# DATA SUPPLIED:
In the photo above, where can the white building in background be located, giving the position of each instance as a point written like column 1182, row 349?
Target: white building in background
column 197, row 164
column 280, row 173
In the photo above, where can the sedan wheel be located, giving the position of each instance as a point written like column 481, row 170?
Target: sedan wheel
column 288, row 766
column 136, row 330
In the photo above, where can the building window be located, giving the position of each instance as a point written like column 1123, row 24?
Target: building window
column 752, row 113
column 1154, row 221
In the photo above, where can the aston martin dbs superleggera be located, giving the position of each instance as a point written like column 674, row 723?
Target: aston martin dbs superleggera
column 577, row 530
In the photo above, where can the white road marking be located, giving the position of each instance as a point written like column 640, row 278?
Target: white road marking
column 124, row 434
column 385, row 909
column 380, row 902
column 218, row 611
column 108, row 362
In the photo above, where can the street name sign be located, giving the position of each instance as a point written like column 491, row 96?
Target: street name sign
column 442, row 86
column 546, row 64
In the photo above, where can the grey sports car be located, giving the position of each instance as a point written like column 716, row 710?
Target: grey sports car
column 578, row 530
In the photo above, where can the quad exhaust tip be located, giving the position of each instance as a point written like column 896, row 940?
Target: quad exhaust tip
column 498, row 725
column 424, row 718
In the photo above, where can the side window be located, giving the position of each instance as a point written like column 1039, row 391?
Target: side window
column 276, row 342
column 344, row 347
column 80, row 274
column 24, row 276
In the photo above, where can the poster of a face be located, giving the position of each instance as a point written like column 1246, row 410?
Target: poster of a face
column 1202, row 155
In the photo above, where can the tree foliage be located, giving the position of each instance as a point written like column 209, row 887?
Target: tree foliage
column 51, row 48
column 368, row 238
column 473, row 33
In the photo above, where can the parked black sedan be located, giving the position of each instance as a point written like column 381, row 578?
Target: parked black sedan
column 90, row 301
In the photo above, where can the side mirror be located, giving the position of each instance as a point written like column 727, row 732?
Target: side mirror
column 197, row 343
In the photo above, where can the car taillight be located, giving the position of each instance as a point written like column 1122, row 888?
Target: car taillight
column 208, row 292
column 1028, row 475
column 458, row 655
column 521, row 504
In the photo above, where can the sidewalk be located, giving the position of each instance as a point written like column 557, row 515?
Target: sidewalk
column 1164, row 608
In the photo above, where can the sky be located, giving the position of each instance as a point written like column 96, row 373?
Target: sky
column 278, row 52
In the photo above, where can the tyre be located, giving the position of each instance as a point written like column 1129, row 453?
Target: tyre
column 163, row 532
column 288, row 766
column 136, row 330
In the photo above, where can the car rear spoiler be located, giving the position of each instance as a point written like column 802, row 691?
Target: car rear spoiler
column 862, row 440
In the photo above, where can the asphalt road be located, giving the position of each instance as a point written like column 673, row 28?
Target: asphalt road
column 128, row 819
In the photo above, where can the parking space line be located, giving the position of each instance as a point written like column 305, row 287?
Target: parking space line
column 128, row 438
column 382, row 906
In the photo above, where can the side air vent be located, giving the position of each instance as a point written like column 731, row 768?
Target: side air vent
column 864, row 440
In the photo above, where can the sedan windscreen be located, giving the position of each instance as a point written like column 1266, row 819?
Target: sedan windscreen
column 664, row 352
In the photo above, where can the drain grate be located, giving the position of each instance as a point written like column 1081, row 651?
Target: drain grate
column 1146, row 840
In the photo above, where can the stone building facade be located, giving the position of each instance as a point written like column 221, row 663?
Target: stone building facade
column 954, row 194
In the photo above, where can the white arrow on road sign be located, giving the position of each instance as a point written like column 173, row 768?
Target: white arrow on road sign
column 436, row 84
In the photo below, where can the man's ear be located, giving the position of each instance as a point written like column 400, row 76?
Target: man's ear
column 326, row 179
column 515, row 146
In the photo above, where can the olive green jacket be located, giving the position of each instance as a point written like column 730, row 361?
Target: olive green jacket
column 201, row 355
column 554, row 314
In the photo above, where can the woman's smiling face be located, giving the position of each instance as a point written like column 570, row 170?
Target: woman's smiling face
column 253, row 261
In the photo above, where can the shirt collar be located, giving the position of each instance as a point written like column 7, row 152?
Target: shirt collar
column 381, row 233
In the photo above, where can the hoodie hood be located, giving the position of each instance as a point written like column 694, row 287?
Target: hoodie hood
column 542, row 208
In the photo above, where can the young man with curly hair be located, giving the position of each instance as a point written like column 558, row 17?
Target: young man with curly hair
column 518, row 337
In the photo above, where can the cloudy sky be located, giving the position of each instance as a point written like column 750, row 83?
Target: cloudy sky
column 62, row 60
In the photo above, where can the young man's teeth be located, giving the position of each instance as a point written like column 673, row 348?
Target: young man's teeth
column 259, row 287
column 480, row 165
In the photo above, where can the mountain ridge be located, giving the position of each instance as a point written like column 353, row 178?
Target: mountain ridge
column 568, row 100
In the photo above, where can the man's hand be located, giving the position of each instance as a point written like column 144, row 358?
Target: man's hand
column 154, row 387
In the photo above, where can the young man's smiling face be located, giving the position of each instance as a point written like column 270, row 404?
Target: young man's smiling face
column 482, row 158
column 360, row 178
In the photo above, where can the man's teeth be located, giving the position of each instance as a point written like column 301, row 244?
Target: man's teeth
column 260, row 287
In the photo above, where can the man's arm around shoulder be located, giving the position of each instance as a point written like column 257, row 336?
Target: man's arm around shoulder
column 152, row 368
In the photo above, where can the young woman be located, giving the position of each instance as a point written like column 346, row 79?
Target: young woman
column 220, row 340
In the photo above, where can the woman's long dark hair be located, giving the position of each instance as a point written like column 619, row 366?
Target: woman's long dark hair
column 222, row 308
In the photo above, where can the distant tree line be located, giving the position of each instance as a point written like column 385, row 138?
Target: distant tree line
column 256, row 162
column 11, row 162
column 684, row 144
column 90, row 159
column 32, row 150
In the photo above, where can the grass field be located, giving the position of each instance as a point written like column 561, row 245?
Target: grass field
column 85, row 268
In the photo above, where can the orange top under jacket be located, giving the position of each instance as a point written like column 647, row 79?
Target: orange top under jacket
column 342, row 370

# EXERCISE GOAL:
Copy out every one of the entries above, word for word.

# SOLUTION TO THIS TASK:
In the photo above, where can the white building in background be located, giving the position of each instance as a point written like column 1182, row 349?
Target: white building in background
column 197, row 164
column 280, row 173
In the photo above, where can the sedan wheel be located, giving the position of each instance as a point written like column 481, row 170?
Target: sedan wheel
column 288, row 766
column 136, row 330
In the photo above, where can the building window be located, giving the position of each instance as a point written like column 1123, row 24?
Target: building window
column 752, row 113
column 1154, row 221
In the photo above, where can the aston martin dbs superleggera be located, giving the position of each instance as a point written like column 674, row 723?
Target: aston martin dbs superleggera
column 577, row 530
In the photo above, where can the white road marking be located, giving the position of each instance as a point written like column 640, row 278?
Target: white road marking
column 124, row 434
column 385, row 909
column 380, row 902
column 218, row 611
column 108, row 362
In the photo above, where can the street name sign be located, giving the position of each instance as a point written like column 491, row 96?
Target: street name sign
column 442, row 86
column 546, row 64
In the photo above, where can the grey sports car be located, giving the position of each instance as a point written like column 716, row 710?
Target: grey sports car
column 578, row 530
In the photo above, where can the quad exhaust tip be located, giving the position of each instance as a point written like column 896, row 940?
Target: quad exhaust tip
column 498, row 725
column 424, row 718
In the photo above, where can the side window be located, giving the position of each instance as a point written like column 1039, row 391?
Target: side window
column 276, row 342
column 344, row 347
column 80, row 274
column 24, row 276
In the photo above, where can the poster of a face be located, giving the position of each instance as a point written like column 1246, row 410?
Target: poster of a face
column 1202, row 155
In the photo above, where can the tree foliage be located, giving the position of each instance as a point written like column 209, row 887?
Target: tree foliage
column 51, row 48
column 368, row 238
column 473, row 33
In the photo above, where can the parked black sedan be located, giving the position of each instance as a point written like column 381, row 578?
Target: parked black sedan
column 90, row 301
In the photo above, where can the side mirror be located, giving the position of each instance as a point written like column 727, row 732?
Target: side mirror
column 197, row 343
In the photo above, where can the car taillight be located, giving the position of each instance as a point written like column 1122, row 888?
Target: car taillight
column 208, row 292
column 1028, row 475
column 458, row 655
column 521, row 504
In the photo above, where can the sidewalk be located, giving the position of each instance as a point written like column 557, row 515?
Target: sidewalk
column 1164, row 608
In the photo above, where can the sky be located, giving the position of each instance as a point written like column 96, row 373?
Target: sky
column 278, row 52
In the photo above, where can the tyre be located, giving the position of each instance as a point written like column 1129, row 453?
Target: tyre
column 163, row 532
column 288, row 766
column 136, row 330
In the photo above, where can the car rear spoiler be located, giving the position of each instance as a point written like column 802, row 691?
Target: car rear spoiler
column 862, row 440
In the photo above, where can the asphalt road be located, giving the position of each instance as a point written like column 673, row 28?
Target: asphalt road
column 128, row 819
In the photo above, where can the parking space line be located, giving the position of each instance as a point written like column 305, row 287?
Target: parking space line
column 128, row 438
column 382, row 906
In the photo above, where can the side air vent be located, giving the position of each instance as a point written like column 731, row 768?
Target: side air vent
column 864, row 440
In the photo above, where can the sedan windscreen be located, giving the position of each instance as a point written like column 1266, row 819?
Target: sedan windscreen
column 664, row 352
In the photo above, where can the drain grate be located, giving the position of each instance as a point written like column 1081, row 651?
Target: drain grate
column 1146, row 840
In the photo above, where can the stone building facade be located, giving the position of each instance as a point written like column 221, row 663?
Target: stone building facade
column 954, row 194
In the photo above, where can the white arrow on road sign be located, giving the position of each instance as a point written like column 173, row 768?
Target: white arrow on road sign
column 436, row 84
In the photo below, where can the man's ear be located, giving the position of each instance as a point written like column 400, row 76?
Target: man's ear
column 326, row 179
column 515, row 146
In the photo above, where can the olive green jacket be located, giving the position of each instance as a point written like column 730, row 361?
Target: olive green jacket
column 201, row 355
column 554, row 314
In the photo above, where can the woman's smiling face be located, giving the position of each instance as a point written like column 570, row 170?
Target: woman's smiling face
column 253, row 261
In the photo above, where can the shirt collar be located, giving the position of each instance as a point written like column 7, row 152?
Target: shirt collar
column 381, row 233
In the photo above, where can the hoodie hood be located, giving the position of each instance as a point written like column 694, row 287?
Target: hoodie hood
column 542, row 208
In the photo above, where can the young man with curly hair be located, giving the position of each instance as a point written like column 558, row 17?
Target: young man with curly hair
column 518, row 337
In the photo above, where can the cloudy sky be located, giving the position of each instance as a point written like column 750, row 83?
Target: cloudy sky
column 62, row 60
In the photo above, where can the young man's teeth be located, giving the position of each instance as a point written like column 673, row 348?
Target: young man's teeth
column 259, row 287
column 480, row 165
In the photo above, where can the mountain ridge be located, giving the position of each instance as a point written like column 353, row 178?
Target: mountain ridge
column 568, row 100
In the photo above, where can the man's hand be located, giving the position of each instance as a point written like column 144, row 358?
Target: man's hand
column 154, row 387
In the photo above, where can the young man's smiling face be located, giving the position of each instance as a point written like column 270, row 404?
Target: young man's smiling face
column 482, row 158
column 360, row 178
In the photo above, where can the man's teeth be located, giving the position of each instance as a point written like column 301, row 244?
Target: man's teeth
column 260, row 287
In the photo above, where can the man's arm around shoulder be located, giving the position of each instance as a point written like column 257, row 336?
Target: man's arm around shoulder
column 152, row 368
In the photo above, where can the young woman be located, giving the position of each instance as a point written like column 346, row 79?
Target: young woman
column 220, row 340
In the photo above, where can the woman's long dark hair be located, giving the position of each instance as a point written like column 619, row 366?
Target: woman's long dark hair
column 222, row 308
In the photo above, where can the distant tree line be located, giving the position of each instance as a point written like column 385, row 138?
Target: distant tree line
column 256, row 162
column 11, row 162
column 684, row 144
column 90, row 159
column 32, row 150
In the photo above, where can the grass field be located, giving the position of each instance as a point written like column 561, row 245?
Target: grass field
column 85, row 268
In the photo above, where can the orange top under jacket be located, giving the position of each instance as a point written like column 647, row 79?
Target: orange top under jacket
column 342, row 370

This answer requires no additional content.